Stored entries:
+ + + +
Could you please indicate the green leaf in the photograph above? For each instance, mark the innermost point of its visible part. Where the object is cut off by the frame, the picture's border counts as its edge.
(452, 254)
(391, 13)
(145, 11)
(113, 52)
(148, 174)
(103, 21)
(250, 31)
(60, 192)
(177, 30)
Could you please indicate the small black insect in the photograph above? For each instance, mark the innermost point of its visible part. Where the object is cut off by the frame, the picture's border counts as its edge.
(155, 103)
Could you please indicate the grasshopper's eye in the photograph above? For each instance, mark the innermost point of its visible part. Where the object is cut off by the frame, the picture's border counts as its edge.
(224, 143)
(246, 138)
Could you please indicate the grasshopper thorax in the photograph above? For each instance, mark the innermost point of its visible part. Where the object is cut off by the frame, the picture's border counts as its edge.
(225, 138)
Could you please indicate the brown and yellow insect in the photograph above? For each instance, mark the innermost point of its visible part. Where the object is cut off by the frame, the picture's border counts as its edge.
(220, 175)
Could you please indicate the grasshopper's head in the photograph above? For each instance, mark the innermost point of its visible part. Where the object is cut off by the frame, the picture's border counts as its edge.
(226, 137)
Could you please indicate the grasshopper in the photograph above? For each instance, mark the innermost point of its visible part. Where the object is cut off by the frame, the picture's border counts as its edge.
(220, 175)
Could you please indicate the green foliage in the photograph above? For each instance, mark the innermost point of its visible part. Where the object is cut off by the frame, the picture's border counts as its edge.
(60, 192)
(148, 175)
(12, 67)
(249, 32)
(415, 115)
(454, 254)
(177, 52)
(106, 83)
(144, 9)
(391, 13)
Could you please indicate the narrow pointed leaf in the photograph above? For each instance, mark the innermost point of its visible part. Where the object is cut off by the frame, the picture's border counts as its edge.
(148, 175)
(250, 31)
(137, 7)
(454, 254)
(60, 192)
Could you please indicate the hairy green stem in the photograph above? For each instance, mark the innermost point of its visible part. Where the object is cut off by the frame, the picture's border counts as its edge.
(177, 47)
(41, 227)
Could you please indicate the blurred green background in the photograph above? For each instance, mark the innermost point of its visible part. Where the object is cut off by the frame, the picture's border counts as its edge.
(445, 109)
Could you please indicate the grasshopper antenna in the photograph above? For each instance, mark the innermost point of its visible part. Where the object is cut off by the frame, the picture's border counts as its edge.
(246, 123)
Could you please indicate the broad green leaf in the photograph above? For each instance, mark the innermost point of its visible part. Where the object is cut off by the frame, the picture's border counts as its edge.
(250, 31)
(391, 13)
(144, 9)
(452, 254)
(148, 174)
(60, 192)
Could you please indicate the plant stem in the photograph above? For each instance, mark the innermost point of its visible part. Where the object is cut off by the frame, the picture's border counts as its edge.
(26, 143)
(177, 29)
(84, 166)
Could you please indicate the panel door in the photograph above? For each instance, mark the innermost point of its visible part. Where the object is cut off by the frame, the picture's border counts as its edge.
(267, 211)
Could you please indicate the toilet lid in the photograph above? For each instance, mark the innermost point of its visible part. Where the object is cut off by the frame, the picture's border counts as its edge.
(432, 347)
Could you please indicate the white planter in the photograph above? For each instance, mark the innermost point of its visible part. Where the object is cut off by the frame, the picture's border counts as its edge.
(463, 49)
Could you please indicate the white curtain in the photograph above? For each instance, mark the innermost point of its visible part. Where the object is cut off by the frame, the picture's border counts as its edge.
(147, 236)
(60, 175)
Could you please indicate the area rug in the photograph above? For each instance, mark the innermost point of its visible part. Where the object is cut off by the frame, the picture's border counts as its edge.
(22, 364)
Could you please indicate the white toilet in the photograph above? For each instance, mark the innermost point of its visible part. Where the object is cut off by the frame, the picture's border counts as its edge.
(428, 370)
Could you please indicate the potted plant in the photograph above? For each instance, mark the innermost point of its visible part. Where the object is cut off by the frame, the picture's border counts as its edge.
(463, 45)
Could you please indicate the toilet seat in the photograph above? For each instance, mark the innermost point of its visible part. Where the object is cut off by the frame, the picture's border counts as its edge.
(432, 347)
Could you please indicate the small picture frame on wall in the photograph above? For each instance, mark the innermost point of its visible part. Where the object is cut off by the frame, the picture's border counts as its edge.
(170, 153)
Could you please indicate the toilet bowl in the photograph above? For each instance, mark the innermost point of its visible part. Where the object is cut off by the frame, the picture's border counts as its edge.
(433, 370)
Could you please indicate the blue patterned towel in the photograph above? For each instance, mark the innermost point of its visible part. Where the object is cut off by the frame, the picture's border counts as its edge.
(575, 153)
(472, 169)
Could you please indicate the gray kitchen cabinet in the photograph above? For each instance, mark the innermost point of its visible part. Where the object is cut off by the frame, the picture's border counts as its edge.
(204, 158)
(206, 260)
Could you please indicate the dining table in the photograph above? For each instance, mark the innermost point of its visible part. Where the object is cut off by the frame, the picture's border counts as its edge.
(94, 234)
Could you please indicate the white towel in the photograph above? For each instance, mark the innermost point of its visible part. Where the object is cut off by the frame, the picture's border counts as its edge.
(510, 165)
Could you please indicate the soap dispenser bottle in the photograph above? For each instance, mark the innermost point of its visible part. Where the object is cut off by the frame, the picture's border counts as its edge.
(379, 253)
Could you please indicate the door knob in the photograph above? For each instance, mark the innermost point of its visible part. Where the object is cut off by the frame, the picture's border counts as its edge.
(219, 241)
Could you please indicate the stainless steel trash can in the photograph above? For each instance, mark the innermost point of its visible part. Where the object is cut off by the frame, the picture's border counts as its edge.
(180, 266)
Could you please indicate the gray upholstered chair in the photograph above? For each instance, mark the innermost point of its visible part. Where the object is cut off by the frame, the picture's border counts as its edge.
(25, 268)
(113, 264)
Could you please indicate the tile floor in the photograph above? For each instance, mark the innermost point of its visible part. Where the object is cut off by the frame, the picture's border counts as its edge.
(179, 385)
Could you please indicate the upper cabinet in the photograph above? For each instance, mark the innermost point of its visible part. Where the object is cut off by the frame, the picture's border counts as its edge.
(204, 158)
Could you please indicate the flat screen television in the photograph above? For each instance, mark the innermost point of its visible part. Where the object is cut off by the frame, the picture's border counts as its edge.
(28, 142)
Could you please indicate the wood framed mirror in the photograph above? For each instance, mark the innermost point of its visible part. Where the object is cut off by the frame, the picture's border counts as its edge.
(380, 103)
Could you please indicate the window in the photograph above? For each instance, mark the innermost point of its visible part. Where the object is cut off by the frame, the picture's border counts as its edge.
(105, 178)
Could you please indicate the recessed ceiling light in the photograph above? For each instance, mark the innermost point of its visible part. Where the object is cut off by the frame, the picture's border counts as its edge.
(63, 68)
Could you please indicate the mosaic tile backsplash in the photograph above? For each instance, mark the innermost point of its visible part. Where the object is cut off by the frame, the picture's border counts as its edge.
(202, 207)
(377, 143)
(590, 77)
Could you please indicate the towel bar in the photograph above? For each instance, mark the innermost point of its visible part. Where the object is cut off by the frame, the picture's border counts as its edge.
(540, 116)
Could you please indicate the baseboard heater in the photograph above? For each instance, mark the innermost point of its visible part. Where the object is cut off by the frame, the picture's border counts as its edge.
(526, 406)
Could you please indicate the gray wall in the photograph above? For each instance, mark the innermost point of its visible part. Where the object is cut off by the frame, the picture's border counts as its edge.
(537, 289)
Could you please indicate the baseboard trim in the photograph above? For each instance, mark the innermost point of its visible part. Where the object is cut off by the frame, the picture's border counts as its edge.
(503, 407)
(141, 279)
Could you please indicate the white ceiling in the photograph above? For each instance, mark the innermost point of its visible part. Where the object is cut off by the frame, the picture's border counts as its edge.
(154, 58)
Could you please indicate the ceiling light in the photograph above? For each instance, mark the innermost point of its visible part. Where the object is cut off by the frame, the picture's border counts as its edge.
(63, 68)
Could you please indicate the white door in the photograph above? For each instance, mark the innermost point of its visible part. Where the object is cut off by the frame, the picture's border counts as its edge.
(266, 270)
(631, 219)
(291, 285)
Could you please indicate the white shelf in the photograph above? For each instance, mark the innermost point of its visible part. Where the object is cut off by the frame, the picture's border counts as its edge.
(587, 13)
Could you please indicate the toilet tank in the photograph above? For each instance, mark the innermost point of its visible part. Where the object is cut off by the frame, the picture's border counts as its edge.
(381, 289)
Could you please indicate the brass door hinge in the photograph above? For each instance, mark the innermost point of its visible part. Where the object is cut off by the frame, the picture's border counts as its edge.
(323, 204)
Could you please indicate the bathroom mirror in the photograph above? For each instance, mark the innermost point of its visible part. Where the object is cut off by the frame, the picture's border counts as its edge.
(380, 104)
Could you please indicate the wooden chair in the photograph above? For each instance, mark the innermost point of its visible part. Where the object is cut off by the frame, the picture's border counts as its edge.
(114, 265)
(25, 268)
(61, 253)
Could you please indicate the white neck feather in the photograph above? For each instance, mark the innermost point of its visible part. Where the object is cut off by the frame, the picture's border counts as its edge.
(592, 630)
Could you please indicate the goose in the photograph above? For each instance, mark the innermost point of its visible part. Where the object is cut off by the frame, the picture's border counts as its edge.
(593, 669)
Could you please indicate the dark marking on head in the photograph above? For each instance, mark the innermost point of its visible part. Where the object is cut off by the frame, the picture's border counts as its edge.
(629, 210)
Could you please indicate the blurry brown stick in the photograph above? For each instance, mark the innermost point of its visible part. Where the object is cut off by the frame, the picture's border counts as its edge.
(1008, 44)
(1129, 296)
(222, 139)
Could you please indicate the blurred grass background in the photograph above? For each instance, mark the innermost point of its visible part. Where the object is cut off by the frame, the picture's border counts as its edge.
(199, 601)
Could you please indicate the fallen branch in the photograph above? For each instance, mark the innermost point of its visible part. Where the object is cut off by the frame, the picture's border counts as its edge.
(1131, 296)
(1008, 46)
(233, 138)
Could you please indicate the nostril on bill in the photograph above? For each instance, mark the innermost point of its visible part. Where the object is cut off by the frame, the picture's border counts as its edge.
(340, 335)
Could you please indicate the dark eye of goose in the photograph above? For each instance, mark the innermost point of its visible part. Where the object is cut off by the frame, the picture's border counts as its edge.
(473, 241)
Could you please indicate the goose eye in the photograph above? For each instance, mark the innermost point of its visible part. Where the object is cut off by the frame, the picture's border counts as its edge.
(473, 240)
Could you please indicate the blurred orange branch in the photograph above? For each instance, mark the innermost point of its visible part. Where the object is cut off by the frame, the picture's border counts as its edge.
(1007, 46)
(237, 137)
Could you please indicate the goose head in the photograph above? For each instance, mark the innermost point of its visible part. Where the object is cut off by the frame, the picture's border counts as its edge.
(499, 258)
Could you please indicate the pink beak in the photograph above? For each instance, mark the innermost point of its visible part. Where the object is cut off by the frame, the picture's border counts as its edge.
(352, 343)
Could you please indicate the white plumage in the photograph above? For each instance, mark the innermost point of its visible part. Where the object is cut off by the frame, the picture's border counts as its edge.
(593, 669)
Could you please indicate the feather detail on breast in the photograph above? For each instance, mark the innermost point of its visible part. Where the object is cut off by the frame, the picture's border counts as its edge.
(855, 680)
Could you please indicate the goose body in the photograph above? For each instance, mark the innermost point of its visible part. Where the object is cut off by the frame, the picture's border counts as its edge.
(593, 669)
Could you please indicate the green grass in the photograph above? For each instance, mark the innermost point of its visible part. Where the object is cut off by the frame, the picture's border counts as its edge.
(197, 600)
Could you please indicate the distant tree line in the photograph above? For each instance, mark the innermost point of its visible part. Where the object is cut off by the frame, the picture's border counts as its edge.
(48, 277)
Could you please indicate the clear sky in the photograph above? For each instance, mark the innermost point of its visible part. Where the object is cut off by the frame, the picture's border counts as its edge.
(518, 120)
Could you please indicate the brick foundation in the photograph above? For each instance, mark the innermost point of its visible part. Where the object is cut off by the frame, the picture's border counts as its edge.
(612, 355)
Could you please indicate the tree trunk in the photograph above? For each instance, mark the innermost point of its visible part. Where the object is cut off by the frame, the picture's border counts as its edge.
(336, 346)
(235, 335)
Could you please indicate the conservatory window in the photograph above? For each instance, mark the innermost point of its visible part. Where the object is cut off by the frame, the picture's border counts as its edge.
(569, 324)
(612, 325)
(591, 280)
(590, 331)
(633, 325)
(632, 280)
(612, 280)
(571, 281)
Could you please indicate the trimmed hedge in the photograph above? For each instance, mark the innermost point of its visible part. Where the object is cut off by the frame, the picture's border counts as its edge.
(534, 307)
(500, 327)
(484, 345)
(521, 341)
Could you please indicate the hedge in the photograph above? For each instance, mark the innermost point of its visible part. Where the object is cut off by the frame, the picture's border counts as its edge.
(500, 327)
+ + + +
* _To do_
Nothing but the lines from the line with "Could you please indicate the trimmed" to the last line of the listing above should appear; please retype them exactly, both ends included.

* _Worked answer_
Could you please indicate the trimmed hedge in the photograph above? For each instance, mark the innermost point of its visible part. Where the object is cut off by the frame, the picture's border counts as its edge.
(534, 307)
(500, 327)
(484, 345)
(521, 341)
Could you please indicate the hedge in the photograph above? For each instance, mark the innermost point of its visible part. Where the object is cut off by the frame, the picture's border counts as its edge.
(500, 327)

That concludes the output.